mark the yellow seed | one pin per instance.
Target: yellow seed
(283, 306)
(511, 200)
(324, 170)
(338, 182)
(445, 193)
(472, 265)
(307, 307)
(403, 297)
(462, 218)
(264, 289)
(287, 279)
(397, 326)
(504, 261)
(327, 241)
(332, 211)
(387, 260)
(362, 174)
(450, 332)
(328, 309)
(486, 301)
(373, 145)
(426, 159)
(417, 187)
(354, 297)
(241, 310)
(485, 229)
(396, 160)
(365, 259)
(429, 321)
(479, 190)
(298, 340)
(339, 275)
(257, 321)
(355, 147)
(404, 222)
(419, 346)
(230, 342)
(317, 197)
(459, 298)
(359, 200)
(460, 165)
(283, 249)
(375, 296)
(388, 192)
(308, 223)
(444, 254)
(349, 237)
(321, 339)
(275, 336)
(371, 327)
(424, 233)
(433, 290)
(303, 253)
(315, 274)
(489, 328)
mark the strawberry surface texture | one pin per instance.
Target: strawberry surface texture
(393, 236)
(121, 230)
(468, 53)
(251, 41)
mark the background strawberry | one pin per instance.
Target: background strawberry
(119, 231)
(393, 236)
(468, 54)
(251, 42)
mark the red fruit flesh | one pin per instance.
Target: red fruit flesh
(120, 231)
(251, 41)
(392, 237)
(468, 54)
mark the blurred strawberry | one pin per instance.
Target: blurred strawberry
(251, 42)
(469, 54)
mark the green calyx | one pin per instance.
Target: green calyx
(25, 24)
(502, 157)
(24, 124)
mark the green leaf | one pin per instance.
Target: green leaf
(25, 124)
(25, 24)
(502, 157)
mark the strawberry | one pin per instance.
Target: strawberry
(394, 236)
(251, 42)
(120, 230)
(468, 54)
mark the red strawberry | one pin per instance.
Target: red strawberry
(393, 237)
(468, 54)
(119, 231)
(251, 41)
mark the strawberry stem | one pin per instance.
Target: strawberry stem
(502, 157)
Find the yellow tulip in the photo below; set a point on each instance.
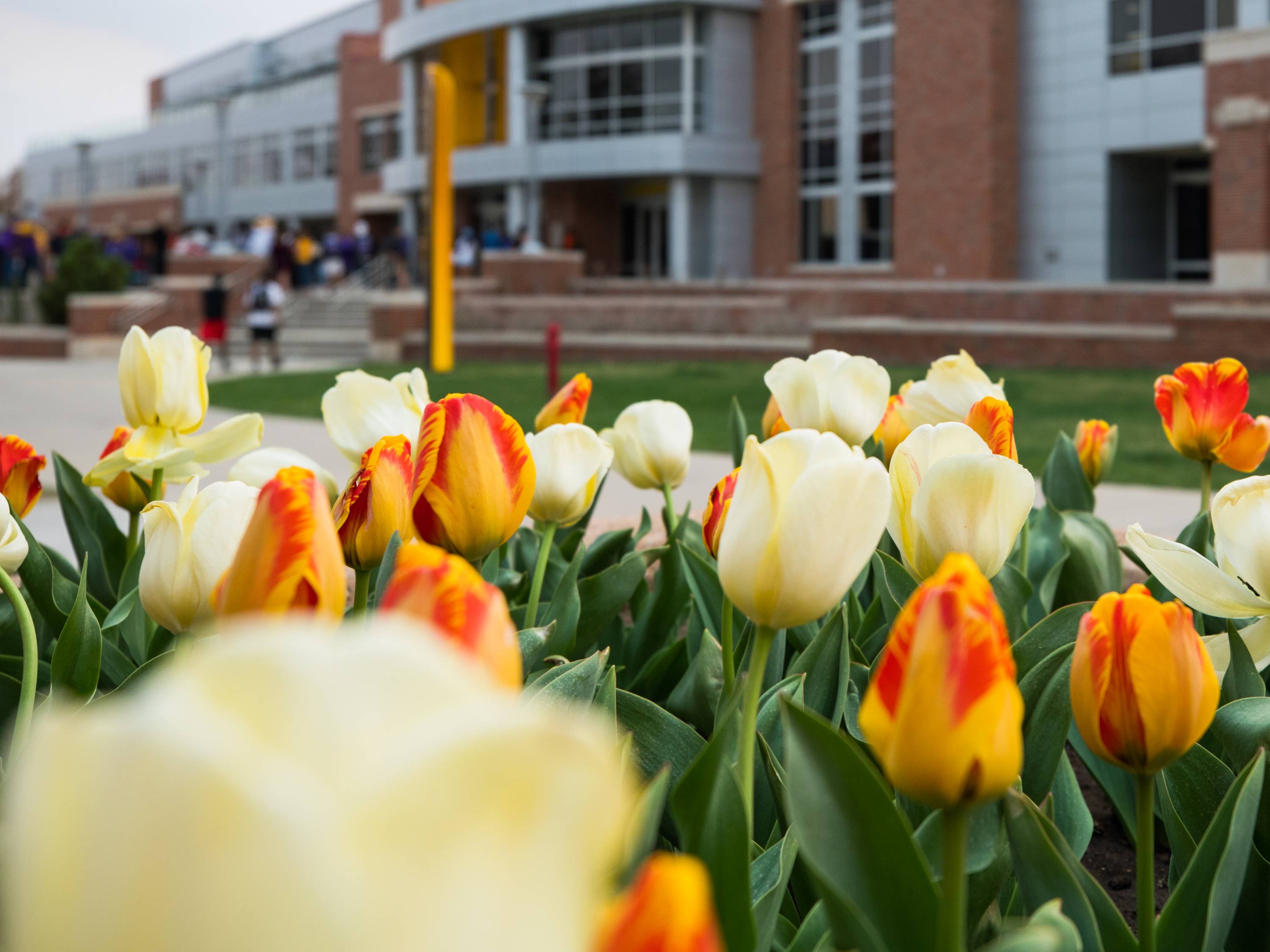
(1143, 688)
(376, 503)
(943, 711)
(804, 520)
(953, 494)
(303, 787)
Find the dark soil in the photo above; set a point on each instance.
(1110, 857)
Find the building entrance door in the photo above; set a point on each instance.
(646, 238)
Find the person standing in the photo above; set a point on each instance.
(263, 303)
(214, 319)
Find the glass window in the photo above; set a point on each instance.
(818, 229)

===

### Problem details
Give back the listing from the line containing "Find the person" through its end, with "set a point" swapped for "place a pin" and nothing else altered.

### Reply to the exercise
Find the person standing in the photo above; place a pin on each instance.
(263, 303)
(214, 319)
Find the glass window in the photo above; place a pin on each instance.
(818, 229)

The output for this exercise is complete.